-- WORK INSTRUCTIONS --
In the data below, locate each line with the word "instance" and list it.

(Dataset records)

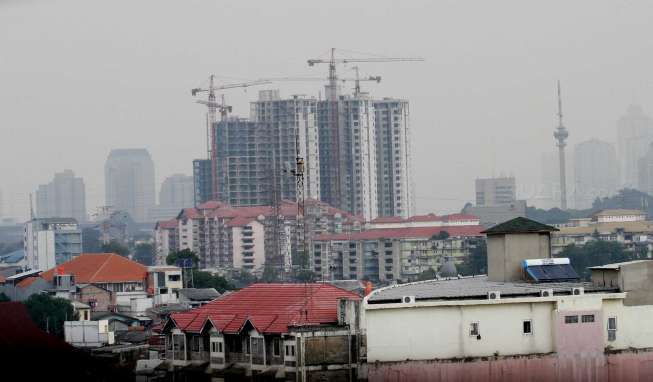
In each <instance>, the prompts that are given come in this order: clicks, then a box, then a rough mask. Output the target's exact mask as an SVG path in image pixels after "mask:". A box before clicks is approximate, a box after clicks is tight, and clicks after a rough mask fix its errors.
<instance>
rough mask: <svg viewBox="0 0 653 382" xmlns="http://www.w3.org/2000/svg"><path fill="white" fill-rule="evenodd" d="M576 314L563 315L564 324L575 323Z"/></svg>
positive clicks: (577, 318) (575, 323)
mask: <svg viewBox="0 0 653 382" xmlns="http://www.w3.org/2000/svg"><path fill="white" fill-rule="evenodd" d="M577 323H578V316H565V324H577Z"/></svg>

-- SOLUTION FOR THIS EXERCISE --
In each <instance>, the prompts that are given come in this order: clicks, then a box, then a rough mask. Output the target's exact mask as an SVG path in image pixels after "mask:". A box before clicks is approximate, a box after clicks is tight, and clicks after a rough mask fix its errors.
<instance>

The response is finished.